Set problem: Please format every line of the rows below as a numbered list, dropping any blank lines.

··· Stored records ···

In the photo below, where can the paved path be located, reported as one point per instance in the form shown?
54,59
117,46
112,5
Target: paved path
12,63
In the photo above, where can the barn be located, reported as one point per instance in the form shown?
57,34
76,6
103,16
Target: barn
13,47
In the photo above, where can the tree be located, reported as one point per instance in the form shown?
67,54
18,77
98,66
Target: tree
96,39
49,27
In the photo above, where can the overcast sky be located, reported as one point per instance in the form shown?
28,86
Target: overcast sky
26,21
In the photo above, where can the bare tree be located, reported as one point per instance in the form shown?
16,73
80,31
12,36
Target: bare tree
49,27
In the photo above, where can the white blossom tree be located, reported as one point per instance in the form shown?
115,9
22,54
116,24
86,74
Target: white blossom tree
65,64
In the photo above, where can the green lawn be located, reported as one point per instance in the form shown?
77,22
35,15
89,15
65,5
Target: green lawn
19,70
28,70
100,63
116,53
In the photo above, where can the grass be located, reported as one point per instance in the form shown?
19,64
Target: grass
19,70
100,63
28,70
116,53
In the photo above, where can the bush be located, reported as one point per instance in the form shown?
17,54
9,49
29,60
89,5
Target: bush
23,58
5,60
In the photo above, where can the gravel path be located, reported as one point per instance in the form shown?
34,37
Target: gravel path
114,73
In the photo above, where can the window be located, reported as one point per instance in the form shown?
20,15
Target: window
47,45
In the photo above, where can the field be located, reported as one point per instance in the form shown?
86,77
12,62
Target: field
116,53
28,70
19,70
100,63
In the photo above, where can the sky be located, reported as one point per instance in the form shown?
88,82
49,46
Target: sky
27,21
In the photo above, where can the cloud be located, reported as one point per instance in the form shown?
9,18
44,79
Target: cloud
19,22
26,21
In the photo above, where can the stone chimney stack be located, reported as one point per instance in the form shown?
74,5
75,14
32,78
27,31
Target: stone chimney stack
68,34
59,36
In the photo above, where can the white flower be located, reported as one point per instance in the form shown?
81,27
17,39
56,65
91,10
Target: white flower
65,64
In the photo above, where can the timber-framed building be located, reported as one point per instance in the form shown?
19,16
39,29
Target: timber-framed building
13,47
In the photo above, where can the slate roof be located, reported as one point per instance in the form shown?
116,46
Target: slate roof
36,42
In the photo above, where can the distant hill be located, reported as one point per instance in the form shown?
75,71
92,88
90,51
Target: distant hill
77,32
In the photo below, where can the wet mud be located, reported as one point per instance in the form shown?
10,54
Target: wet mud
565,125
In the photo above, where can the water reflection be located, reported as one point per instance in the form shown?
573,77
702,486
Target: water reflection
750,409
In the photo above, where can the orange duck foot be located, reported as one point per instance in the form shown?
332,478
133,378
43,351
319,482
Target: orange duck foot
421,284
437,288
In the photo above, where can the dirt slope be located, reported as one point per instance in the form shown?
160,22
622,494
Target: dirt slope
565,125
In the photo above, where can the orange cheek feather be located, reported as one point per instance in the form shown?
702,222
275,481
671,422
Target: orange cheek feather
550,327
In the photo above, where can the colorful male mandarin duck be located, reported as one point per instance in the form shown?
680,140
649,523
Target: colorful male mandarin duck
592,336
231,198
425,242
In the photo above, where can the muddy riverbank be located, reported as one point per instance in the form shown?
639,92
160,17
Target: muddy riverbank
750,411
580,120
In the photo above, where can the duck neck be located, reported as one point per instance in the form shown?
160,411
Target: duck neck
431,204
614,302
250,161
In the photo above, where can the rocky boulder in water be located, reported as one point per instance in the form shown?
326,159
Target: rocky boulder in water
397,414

···

Solution to this exercise:
1. In the photo below, where can the paved path be located, reported as one point per instance in the form shown?
2. 54,59
3. 117,46
4. 112,5
5. Target: paved path
6. 12,63
7. In the photo above, where can the barn be located, reported as one point per instance in the form shown?
8. 57,34
9. 76,6
10. 103,16
11. Target: barn
12. 13,47
13. In the photo above, where can the tree be located, reported as one point per instance in the form shown?
14. 67,54
15. 18,77
16. 98,66
17. Target: tree
18. 96,39
19. 49,27
20. In the photo above, where can the overcast sky be located, reported as one point per instance in the form shown?
21. 28,86
22. Target: overcast sky
23. 26,21
24. In the photo above, where can the bare tree be located, reported as one point per instance in the form shown?
25. 16,73
26. 80,31
27. 12,36
28. Target: bare tree
29. 49,27
30. In the photo above, where can the white blossom tree be located, reported as one point per instance in the form shown?
31. 115,9
32. 22,54
33. 116,24
34. 86,74
35. Target: white blossom tree
36. 65,64
37. In the photo above, where can the green lawn be located, reported as one point per instance in the form shown?
38. 77,22
39. 35,15
40. 89,15
41. 65,5
42. Target: green lawn
43. 19,70
44. 28,70
45. 100,63
46. 116,53
47. In the photo above, where can the grass be located, reported as one point per instance in the form shown?
48. 19,64
49. Target: grass
50. 19,70
51. 100,63
52. 28,70
53. 116,53
54. In the photo above, where can the bush be located, reported as one point per instance in the form shown?
55. 17,54
56. 9,49
57. 29,60
58. 89,5
59. Target: bush
60. 23,58
61. 5,60
62. In the photo above, where can the gravel path be located, reported as one point per instance in the form shown?
63. 34,37
64. Target: gravel path
65. 114,73
66. In the photo above, where can the window be located, reported as one point per instance in the form shown?
67. 20,15
68. Target: window
69. 47,45
70. In the photo above, where can the field be located, reported as one point per instance in the form shown?
71. 86,77
72. 12,62
73. Target: field
74. 116,53
75. 28,70
76. 19,70
77. 100,63
78. In the photo above, where can the sky be located, reported as one point per instance in the form shown?
79. 88,82
80. 49,46
81. Target: sky
82. 27,21
83. In the photo above, where can the cloud be located, reported as one point per instance in the form shown?
84. 9,18
85. 44,79
86. Target: cloud
87. 19,22
88. 26,21
89. In the photo above, where can the stone chimney stack be located, reported as one point per instance in the form shown?
90. 74,5
91. 75,14
92. 32,78
93. 27,31
94. Target: stone chimney stack
95. 68,34
96. 59,36
97. In the photo above, where can the white flower be located, reported as one point per instance in the form shown?
98. 81,27
99. 17,39
100. 56,65
101. 91,10
102. Target: white flower
103. 65,64
104. In the photo above, where can the timber-framed building be located, reported as one point per instance in the form shown?
105. 19,16
106. 39,29
107. Target: timber-framed building
108. 13,47
109. In the photo above, where can the slate roof be located, reported as one point per instance in the form shown?
110. 116,46
111. Target: slate roof
112. 36,42
113. In the photo above, where can the distant hill be located, reported as one point per instance in the form shown?
114. 75,71
115. 92,88
116. 90,51
117. Target: distant hill
118. 77,32
119. In the photo below, where can the wet mud be located, reported as one point per instance in the form shown?
120. 10,54
121. Target: wet mud
122. 565,125
123. In the photo above, where can the water reflection be located, reported as one point per instance in the form shown?
124. 573,77
125. 702,486
126. Target: water reflection
127. 750,409
128. In the photo above, where can the orange duck foot be located, reported as one point per instance in the form shown?
129. 332,478
130. 133,378
131. 43,351
132. 319,482
133. Target: orange duck foot
134. 421,284
135. 437,288
136. In the photo above, where can the dirt slope be located, reported as one point per instance in the form shown?
137. 160,22
138. 622,494
139. Target: dirt slope
140. 565,125
141. In the photo above, where can the orange cheek feather be located, reported as one point per instance in the form shown?
142. 702,222
143. 275,481
144. 671,422
145. Target: orange cheek feather
146. 550,327
147. In the photo above, where can the colorful male mandarin duck be located, reported as one point per instance in the form shown?
148. 680,140
149. 649,523
150. Target: colorful male mandarin duck
151. 592,336
152. 231,198
153. 425,242
154. In the photo above, where can the muddy riverbank be located, reported as one point per instance in the form shown?
155. 639,92
156. 160,17
157. Target: muddy riverbank
158. 750,411
159. 580,120
160. In the photo above, where can the duck neck be located, reported as one point per instance in the form shown?
161. 160,411
162. Target: duck neck
163. 431,204
164. 614,302
165. 250,161
166. In the photo above, where can the rocky boulder in water be located, reported as one point per instance in the form shown?
167. 326,159
168. Target: rocky boulder in water
169. 397,414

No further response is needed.